Object detection data:
=======

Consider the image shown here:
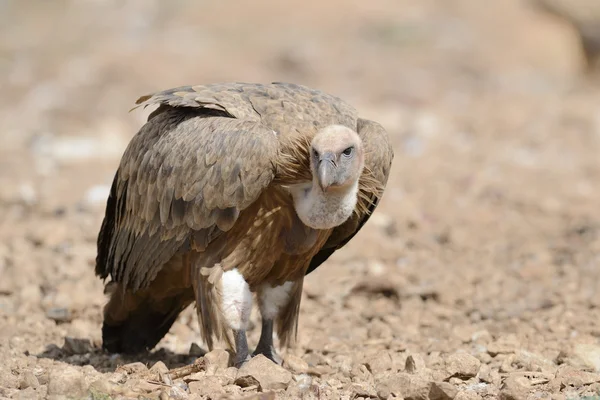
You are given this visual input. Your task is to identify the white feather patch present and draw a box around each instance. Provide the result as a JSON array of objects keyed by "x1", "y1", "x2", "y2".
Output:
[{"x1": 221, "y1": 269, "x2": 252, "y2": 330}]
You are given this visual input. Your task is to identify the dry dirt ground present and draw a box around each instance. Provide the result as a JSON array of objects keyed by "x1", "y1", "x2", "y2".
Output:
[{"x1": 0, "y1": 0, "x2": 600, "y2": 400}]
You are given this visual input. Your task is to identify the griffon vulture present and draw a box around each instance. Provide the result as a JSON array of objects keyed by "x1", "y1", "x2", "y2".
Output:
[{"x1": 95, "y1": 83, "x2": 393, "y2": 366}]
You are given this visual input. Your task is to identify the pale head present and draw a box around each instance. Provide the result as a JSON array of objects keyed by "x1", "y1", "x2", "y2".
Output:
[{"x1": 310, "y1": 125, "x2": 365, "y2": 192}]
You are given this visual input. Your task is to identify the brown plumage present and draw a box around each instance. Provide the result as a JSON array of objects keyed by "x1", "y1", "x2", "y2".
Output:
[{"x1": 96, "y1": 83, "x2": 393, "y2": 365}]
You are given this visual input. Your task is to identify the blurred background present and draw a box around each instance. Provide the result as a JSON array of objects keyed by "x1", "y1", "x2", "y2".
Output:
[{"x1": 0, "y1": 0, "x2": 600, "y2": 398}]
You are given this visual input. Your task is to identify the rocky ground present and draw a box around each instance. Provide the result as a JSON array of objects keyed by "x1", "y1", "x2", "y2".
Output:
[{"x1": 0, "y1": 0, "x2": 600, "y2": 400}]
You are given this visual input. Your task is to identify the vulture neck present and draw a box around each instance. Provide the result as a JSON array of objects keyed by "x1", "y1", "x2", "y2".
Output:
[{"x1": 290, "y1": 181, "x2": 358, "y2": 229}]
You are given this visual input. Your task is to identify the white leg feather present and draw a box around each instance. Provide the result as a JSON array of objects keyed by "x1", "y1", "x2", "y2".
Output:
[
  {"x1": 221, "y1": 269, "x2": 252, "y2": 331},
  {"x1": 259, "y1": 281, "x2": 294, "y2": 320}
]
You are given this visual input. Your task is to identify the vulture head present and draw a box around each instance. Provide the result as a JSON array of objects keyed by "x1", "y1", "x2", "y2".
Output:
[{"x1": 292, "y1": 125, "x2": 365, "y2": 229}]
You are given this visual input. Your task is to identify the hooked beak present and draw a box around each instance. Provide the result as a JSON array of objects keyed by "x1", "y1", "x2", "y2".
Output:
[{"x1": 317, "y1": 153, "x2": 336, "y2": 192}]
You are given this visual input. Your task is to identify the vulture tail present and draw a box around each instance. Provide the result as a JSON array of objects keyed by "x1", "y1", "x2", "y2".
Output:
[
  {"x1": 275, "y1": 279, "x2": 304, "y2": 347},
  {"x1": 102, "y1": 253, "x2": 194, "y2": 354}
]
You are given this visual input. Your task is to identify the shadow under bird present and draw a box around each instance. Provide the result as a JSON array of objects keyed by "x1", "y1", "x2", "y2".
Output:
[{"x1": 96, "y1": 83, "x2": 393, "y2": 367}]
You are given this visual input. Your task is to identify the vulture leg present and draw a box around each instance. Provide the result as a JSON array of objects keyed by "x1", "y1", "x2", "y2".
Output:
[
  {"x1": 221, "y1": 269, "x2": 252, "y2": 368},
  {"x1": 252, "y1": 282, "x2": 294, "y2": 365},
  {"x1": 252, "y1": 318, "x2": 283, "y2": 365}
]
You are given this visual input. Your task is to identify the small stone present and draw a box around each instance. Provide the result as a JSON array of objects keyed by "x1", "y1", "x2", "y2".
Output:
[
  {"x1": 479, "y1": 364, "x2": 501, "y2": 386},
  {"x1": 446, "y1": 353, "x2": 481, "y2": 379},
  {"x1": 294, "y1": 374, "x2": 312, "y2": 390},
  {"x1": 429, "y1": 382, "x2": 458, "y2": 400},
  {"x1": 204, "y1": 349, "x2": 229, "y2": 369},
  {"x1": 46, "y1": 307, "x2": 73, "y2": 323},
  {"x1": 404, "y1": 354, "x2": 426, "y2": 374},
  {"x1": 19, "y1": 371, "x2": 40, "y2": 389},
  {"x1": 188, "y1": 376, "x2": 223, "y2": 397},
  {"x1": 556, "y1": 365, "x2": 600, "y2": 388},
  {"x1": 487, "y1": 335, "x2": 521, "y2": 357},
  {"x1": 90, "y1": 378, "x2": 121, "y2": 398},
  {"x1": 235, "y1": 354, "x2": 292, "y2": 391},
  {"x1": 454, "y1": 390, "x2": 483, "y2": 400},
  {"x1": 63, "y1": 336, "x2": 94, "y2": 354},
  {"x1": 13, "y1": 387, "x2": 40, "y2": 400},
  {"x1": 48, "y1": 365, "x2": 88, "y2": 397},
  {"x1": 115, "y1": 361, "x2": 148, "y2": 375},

=======

Please gather each line of the entries above that contains the string "white". Case matters.

[Solution for this exercise]
You are given this visual input. Your task is to identify the white feather patch present and draw a box around each instance. Provide the result as a JSON array of objects keyed by "x1", "y1", "x2", "y2".
You are given this visual input. Your task is to identify the white leg feather present and draw a box around each instance. Provide the result as a JSON array of objects keyed by "x1", "y1", "x2", "y2".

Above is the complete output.